[The exercise] Your job is to restate each entry word for word.

◇ ◇ ◇

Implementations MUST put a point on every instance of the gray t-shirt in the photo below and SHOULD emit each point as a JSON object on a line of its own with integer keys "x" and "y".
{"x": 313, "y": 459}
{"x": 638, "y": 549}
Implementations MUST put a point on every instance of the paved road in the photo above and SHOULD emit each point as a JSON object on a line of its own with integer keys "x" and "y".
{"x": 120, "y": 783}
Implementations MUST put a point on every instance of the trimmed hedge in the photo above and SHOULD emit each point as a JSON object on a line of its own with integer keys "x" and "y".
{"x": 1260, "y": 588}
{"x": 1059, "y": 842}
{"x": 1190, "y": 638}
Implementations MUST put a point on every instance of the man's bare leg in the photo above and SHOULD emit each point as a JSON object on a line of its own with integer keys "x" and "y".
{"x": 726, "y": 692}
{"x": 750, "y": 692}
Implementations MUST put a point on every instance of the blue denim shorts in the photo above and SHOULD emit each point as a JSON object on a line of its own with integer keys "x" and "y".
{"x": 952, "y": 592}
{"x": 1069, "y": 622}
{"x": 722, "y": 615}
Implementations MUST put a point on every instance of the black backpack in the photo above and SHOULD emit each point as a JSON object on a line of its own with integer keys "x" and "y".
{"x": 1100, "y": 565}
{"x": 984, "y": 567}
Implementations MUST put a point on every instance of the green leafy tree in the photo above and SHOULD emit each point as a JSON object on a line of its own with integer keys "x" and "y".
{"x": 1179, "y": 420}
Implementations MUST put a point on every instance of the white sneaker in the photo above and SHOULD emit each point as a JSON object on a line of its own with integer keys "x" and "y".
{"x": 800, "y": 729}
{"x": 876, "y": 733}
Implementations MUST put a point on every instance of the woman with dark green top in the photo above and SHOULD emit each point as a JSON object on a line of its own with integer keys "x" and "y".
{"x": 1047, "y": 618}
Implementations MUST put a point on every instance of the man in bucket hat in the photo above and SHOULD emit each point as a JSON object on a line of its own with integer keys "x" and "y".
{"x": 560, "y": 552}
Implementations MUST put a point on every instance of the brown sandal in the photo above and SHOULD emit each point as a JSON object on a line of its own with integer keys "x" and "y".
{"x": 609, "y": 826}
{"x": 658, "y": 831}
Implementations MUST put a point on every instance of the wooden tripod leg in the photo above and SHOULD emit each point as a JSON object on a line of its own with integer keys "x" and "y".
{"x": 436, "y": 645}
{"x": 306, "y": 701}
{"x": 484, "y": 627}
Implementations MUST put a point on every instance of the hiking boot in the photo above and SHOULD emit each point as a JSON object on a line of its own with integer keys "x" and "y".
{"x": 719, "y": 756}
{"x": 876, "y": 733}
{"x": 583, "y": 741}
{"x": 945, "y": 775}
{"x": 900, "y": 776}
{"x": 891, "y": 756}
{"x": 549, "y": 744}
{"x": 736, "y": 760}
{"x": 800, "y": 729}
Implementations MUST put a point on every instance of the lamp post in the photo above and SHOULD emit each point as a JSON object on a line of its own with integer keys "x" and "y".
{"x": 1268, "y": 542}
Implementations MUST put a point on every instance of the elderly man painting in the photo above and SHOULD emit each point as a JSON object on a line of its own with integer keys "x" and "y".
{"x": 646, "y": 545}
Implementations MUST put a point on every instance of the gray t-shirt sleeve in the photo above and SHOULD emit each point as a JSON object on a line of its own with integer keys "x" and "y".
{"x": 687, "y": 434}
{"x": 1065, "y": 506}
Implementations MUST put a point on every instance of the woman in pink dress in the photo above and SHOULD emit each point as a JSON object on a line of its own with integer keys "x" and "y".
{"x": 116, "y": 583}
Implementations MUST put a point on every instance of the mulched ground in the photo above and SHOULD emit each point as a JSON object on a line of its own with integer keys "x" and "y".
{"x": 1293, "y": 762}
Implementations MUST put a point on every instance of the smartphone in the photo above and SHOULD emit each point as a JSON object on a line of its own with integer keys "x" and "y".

◇ ◇ ◇

[Solution to this problem]
Implementations MUST put a point on every instance of the gray t-shirt in the photo below and SHOULD emit each point as a JSON object on a line of its own with integer keys "x" and "y".
{"x": 313, "y": 459}
{"x": 638, "y": 549}
Implementations MUST put a point on every instance of the paved road in the photo above and SHOULD emit each point as a JSON object on a line of its own with integer keys "x" and "y".
{"x": 120, "y": 783}
Implementations MUST put a point on every instance of the trimmed hedge in the photo above and SHOULD emit each point as a JSON object on a line of its own with integer keys "x" and "y".
{"x": 1260, "y": 588}
{"x": 1059, "y": 842}
{"x": 1190, "y": 638}
Implementations MUST put a point on every instance of the man's bare leg in the photo above and SHOULD emit each point as a JSON object on a line of its own with integer keys "x" and "y".
{"x": 726, "y": 692}
{"x": 750, "y": 692}
Implementations MUST put a point on every instance of the blue denim shorts in the photo above and SHOULD emit each point as a JSON object on a line of its own with integer keys "x" and "y".
{"x": 952, "y": 592}
{"x": 1069, "y": 622}
{"x": 722, "y": 615}
Implementations MUST put a point on every instance of the black backpack in the photo above and SHOULD emit each point as a JSON object on a line of its own with integer keys "x" and "y".
{"x": 1100, "y": 565}
{"x": 984, "y": 567}
Implementations MUST put a point on every instance of the green leafy tree in the photo above and SHOULD emit each point as a JSON object on a line of its own with integer keys "x" and "y".
{"x": 1179, "y": 420}
Implementations MUST put a point on every instance of the white sneaker in the photo above and SHOULD emit each point as a JSON object on a line of its own with integer keys "x" and "y".
{"x": 800, "y": 729}
{"x": 876, "y": 733}
Implementations MUST put a point on every instance of the woman with dark green top in the photo above and SHOULD emit each point as a JSON object on a line of its own with integer keys "x" and "y".
{"x": 1047, "y": 618}
Implementations MUST put a point on every instance of the man in bucket hat in the photo above and SHOULD emit each point as a JSON object on a line of its own with integer keys "x" and "y".
{"x": 560, "y": 552}
Implementations MUST put a point on every instance of the brown sandal in the photo above and SHOULD emit each point as a JSON object on a line of its own with integer keys "x" and "y".
{"x": 609, "y": 826}
{"x": 658, "y": 831}
Implementations MUST put a point on every instance of the wooden tripod leg in the photo above and SHOULD emit each point as a JSON object on a line of its own with integer keys "x" and "y".
{"x": 436, "y": 645}
{"x": 306, "y": 701}
{"x": 484, "y": 627}
Implementations MUST put a point on every instance of the hiking boot in the photo above and SHOULD emit each point as a JSON object on a line of its own with integer keys "x" and "y".
{"x": 719, "y": 756}
{"x": 876, "y": 733}
{"x": 583, "y": 741}
{"x": 945, "y": 775}
{"x": 900, "y": 776}
{"x": 891, "y": 756}
{"x": 549, "y": 744}
{"x": 736, "y": 760}
{"x": 800, "y": 729}
Implementations MUST put a point on every instance of the lamp post in the photo above and SHOULD emit each point as a JSON object on a line of its own with integer keys "x" and "y".
{"x": 1268, "y": 542}
Implementations MUST put a point on every instance of the elderly man painting in the photo above and SHOULD emit each point as a JSON object on a line of its own with integer keys "x" and "y".
{"x": 646, "y": 545}
Implementations MUST put a point on every instance of the gray t-shirt sleeve in the photo above and SHOULD emit each point as a JSON object on a line of its own with integer keys "x" and "y".
{"x": 687, "y": 434}
{"x": 1065, "y": 506}
Implementations MUST put a point on every instance of the woman in pink dress in the photo above and SHOULD emit each point as a JSON object on a line of its own with integer keys "x" and "y".
{"x": 116, "y": 583}
Implementations MUST put a point on every instance of the mulched ground in the photo above and SHOULD emit each point as a JSON object on a line of its own with integer keys "x" and "y".
{"x": 1293, "y": 762}
Implementations MUST put a point on every instance of the smartphone in the photo above and SHOULD emit each point as a JSON object on a line of its own with integer keys "x" and "y".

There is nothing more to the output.